Retype the entries below line by line, without changing a single character.

(Raw entries)

[START]

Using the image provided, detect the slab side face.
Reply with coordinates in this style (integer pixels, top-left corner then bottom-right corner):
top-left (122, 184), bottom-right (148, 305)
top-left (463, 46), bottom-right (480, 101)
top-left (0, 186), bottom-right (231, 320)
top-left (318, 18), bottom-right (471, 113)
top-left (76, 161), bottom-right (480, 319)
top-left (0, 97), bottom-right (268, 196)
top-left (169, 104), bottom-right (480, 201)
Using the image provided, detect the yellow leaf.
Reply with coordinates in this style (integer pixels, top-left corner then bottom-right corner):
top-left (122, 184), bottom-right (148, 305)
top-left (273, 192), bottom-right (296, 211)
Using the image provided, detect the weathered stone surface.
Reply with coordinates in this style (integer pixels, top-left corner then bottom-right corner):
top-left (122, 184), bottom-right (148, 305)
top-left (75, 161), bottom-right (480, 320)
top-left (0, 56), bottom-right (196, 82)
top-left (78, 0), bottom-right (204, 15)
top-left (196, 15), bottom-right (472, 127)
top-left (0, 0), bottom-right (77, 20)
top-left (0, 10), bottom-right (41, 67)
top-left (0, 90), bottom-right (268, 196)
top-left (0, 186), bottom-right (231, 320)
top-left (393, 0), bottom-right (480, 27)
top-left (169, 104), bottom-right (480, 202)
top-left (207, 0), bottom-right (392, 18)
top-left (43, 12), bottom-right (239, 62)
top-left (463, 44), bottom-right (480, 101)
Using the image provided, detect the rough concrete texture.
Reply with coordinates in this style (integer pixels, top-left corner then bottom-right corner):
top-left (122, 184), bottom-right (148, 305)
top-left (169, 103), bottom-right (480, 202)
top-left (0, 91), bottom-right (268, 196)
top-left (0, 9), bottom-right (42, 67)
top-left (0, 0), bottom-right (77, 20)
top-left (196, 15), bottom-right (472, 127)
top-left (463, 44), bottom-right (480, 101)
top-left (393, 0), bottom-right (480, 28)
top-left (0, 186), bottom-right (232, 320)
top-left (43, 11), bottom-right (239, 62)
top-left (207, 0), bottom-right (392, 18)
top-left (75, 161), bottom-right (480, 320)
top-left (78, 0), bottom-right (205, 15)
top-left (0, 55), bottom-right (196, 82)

[END]

## EXERCISE ANSWER
Using the image provided, detect the slab side face.
Reply with coordinates in this style (integer pixels, top-left corner then bottom-right corner):
top-left (122, 184), bottom-right (148, 305)
top-left (463, 46), bottom-right (480, 101)
top-left (0, 186), bottom-right (231, 320)
top-left (318, 18), bottom-right (471, 113)
top-left (76, 161), bottom-right (480, 319)
top-left (0, 97), bottom-right (268, 196)
top-left (169, 104), bottom-right (480, 201)
Using the image provided, detect the yellow leaf.
Reply with coordinates in this style (integer pixels, top-left corner then bottom-right corner):
top-left (122, 184), bottom-right (148, 305)
top-left (273, 192), bottom-right (296, 211)
Using the image provided, detect the weathered stone surface.
Reply with coordinates in this style (integer pixels, top-left corner then bottom-right corner):
top-left (122, 184), bottom-right (148, 305)
top-left (75, 161), bottom-right (480, 320)
top-left (0, 56), bottom-right (196, 82)
top-left (78, 0), bottom-right (204, 15)
top-left (196, 15), bottom-right (472, 127)
top-left (0, 0), bottom-right (77, 20)
top-left (0, 10), bottom-right (41, 67)
top-left (0, 90), bottom-right (268, 196)
top-left (0, 186), bottom-right (231, 320)
top-left (393, 0), bottom-right (480, 27)
top-left (169, 104), bottom-right (480, 202)
top-left (207, 0), bottom-right (392, 18)
top-left (43, 12), bottom-right (239, 62)
top-left (463, 44), bottom-right (480, 101)
Using the image provided, detect the rough concrete texture.
Reply with coordinates in this style (integer pixels, top-left corner then bottom-right corner):
top-left (122, 184), bottom-right (148, 305)
top-left (169, 103), bottom-right (480, 202)
top-left (0, 91), bottom-right (268, 196)
top-left (0, 9), bottom-right (42, 67)
top-left (0, 0), bottom-right (77, 20)
top-left (196, 15), bottom-right (472, 127)
top-left (463, 44), bottom-right (480, 101)
top-left (393, 0), bottom-right (480, 28)
top-left (0, 186), bottom-right (232, 320)
top-left (43, 11), bottom-right (239, 62)
top-left (207, 0), bottom-right (392, 18)
top-left (75, 161), bottom-right (480, 320)
top-left (78, 0), bottom-right (205, 15)
top-left (0, 55), bottom-right (196, 82)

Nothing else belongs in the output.